» **Work item A**
In the text about the hyperbolic crochet coral reef, who figured out in 1997 how to model hyperbolic geometry with crochet?
» **Work item B**
Write the next part of the text on the hyperbolic crochet coral reef, picking up after its last sentence.

» **Document text**
▼
HYPERBOLIC CROCHET CORAL REEF:
A WOOLLY WONDER
Created and Curated by Margaret and Christine Wertheim of the Institute For Figuring in Los Angeles
Between the 20th of March and June 11th, 2010, over 50,000 visitors came to the Science Gallery. Many came away inspired to take up crocheting, learn more about hyperbolic geometry or to explore the secret underwater world of corals.
One of the acknowledged wonders of the natural world, the Great Barrier Reef stretches along the coast of Queensland, Australia, in riotous profusion of colour and form unparalleled on our planet. But global warming and pollutants so threaten this fragile marvel it now faces devastation, along with reefs around the world. In homage to these disappearing treasures, Australian sisters Christine and Margaret Wertheim instigated a project to crochet a handmade reef, a woolly testimony that celebrates also a strange geometry realised throughout the oceanic realm.
In coral reefs we witness an endless whimsical diversity – loopy kelps, fringed anemones, crenellated corals, curlicued sponges. All these forms are variations of a mathematical structure known as hyperbolic space. Though mathematicians had long believed this space was impossible, nature has been playing with its permutations for hundreds of millions of years. In 1997, Dr Daina Taimina of Cornell University realised how to make models of this geometry using the art of crochet. Building on Dr Taimina’s techniques through elaborations of her original crochet code, the Wertheim sisters have spent the past five years developing an ever-evolving taxonomy of reef-life forms.
Tightly bunched mounds of brain coral, wavy strands of kelp, tubeworms, sea slugs and nudibranchs have all been mimicked with the twins’ techniques. Just as the diversity of living species results from variations in an underlying DNA code, so too a huge range of hyperbolic crochet ‘species’ may be brought into being through modifications in the underlying crochet code. There is an ever-evolving crochet ‘tree of life’.
▲
» **Record set**
▼
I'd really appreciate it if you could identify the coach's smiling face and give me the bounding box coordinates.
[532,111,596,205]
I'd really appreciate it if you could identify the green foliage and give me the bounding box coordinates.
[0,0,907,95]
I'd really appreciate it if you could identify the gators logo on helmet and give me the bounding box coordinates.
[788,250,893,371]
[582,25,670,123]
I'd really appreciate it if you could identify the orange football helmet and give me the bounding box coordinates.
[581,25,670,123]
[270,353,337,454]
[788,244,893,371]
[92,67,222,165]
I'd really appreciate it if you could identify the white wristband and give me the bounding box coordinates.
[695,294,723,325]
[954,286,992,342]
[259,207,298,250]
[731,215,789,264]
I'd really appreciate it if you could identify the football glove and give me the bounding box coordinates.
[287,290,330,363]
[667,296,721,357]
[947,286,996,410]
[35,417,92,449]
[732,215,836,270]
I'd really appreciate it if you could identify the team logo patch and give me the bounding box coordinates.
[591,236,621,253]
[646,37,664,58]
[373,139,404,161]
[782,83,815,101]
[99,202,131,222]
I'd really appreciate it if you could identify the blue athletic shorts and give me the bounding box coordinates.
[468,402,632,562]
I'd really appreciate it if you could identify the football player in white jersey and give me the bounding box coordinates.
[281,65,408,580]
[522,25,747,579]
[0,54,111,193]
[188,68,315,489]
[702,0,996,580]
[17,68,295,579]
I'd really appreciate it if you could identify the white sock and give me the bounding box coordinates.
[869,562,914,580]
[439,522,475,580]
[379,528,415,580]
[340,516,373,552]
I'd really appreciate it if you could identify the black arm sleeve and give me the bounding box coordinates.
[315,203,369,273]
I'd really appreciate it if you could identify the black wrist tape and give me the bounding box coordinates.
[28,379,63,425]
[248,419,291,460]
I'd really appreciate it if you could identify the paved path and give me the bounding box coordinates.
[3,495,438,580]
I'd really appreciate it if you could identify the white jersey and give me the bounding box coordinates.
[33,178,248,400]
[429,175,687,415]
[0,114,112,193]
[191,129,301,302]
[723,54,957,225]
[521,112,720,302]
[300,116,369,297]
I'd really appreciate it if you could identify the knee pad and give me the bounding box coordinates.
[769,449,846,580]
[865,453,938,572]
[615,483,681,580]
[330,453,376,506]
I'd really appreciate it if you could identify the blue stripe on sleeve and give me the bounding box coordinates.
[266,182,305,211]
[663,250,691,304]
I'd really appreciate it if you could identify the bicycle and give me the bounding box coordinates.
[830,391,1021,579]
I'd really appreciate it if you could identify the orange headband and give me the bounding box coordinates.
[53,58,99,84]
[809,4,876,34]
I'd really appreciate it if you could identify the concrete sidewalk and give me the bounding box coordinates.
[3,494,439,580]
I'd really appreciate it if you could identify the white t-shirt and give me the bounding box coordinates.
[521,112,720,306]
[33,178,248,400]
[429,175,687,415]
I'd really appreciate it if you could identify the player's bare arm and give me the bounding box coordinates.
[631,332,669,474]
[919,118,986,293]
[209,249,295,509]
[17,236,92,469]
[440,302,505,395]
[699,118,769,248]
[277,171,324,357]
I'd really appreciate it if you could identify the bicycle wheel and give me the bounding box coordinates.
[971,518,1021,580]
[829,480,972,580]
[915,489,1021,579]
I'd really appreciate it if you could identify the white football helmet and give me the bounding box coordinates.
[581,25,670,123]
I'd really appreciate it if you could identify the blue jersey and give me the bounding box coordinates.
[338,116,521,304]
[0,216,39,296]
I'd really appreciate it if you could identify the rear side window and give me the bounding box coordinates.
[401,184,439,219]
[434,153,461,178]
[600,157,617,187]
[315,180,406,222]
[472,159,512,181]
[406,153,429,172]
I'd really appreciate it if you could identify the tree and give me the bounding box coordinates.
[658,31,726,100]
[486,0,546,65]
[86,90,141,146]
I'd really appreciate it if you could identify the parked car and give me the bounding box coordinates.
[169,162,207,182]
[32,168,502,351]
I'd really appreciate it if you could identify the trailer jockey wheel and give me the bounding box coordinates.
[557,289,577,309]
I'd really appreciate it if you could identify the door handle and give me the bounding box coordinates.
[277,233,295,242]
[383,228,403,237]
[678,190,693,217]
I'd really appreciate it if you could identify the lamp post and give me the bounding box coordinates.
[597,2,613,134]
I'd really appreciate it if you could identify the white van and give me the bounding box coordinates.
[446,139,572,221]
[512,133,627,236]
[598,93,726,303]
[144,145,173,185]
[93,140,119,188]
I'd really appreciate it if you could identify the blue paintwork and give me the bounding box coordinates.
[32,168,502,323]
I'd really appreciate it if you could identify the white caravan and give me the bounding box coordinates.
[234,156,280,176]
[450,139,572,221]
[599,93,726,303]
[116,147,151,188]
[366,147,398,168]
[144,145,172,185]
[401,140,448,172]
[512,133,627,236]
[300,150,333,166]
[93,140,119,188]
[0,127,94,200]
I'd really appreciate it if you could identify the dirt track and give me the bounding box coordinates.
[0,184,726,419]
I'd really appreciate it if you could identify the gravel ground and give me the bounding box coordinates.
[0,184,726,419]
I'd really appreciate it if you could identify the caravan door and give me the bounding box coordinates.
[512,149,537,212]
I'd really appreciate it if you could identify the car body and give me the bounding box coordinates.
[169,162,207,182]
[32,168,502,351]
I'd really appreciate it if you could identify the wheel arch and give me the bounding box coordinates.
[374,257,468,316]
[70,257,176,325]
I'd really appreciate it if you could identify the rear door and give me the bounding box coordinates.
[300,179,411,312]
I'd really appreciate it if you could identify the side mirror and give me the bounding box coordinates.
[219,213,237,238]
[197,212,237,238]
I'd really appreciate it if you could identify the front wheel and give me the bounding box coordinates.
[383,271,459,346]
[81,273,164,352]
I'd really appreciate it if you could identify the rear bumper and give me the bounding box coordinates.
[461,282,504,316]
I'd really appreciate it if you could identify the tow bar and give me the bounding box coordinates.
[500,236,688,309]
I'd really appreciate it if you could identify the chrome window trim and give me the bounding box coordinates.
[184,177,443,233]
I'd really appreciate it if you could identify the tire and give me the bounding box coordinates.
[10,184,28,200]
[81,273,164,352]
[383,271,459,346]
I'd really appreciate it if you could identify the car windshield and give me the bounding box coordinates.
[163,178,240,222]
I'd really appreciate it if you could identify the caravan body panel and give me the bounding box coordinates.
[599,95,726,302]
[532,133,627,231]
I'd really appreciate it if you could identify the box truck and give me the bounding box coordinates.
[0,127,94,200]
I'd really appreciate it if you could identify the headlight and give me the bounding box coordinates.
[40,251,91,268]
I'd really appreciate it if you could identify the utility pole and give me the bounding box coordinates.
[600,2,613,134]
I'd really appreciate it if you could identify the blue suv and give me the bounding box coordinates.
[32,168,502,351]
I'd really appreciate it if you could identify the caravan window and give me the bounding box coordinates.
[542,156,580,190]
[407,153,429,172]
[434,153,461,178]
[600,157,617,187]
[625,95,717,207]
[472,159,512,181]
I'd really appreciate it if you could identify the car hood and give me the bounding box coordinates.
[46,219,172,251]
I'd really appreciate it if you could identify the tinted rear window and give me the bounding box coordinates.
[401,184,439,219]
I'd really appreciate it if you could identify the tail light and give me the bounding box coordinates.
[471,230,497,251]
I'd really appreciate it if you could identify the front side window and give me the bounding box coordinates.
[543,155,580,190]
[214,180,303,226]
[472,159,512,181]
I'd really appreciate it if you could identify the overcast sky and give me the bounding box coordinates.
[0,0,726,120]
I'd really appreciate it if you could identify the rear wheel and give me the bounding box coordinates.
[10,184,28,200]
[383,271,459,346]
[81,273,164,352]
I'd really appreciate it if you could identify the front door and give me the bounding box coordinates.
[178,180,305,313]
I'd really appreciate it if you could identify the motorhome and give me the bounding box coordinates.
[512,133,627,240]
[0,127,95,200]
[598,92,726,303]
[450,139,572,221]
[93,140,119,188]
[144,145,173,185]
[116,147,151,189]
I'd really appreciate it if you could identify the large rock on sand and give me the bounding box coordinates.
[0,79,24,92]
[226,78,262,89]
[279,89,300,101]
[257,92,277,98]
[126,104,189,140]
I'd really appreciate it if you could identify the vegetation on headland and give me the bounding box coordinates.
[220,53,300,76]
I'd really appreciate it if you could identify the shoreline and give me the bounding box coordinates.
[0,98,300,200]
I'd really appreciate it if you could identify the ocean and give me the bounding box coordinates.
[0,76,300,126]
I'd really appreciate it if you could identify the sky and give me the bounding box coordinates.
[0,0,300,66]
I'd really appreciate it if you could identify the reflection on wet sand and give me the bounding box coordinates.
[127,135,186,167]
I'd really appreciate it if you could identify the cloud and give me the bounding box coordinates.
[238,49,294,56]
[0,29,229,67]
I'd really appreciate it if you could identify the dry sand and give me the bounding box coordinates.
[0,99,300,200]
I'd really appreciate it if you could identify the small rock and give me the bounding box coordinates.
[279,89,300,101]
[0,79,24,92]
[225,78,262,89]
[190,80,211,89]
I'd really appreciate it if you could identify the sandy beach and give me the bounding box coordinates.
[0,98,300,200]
▲
» **Exercise response A**
Dr Daina Taimina of Cornell University.

» **Exercise response B**
Anyone who takes up these techniques can begin to develop their own woolly species and the Crochet Reef is a communal project. The community of Reef Contributors now spans the globe with participants coming from across the USA, as well as Australia, England, Ireland, Latvia and Japan. Taken as a totality, the project has become an unexpected, global, evolutionary experiment that engages people around the world.
Check out Margaret's TED talk about the HYPERBOLIC CROCHET CORAL REEF project:
As a communal endeavor the Hyperbolic Crochet Coral Reef seeks to include people from all walks of life. To date over 3,000 women and a few men have contributed models. In cities where the ‘Core Reef’collection is shown – as here in the Science Gallery – Margaret and Christine work with local communities to make their own ‘Satellite Reef’. Satellite Reefs have now been made in Chicago, New York, London, Arizona, Sydney and Latvia. The newest addition to this growing archipelago is the Irish Reef, which is making its debut at Science Gallery.
Also on show here is most of the Latvian Reef which was produced during 2009 by more than 600 women and school students across Latvia. The Latvian Reef was spearheaded by Tija Viksna, a handcrafter in Riga. Other satellite Reef initiatives are currently underway in Melbourne, Perth, Indiana, Fukuoka and Capetown. The totality of these local initiatives is known as The People’s Reef and it is hoped that one day this vast outpouring of citizen creativity will be exhibited together as a whole.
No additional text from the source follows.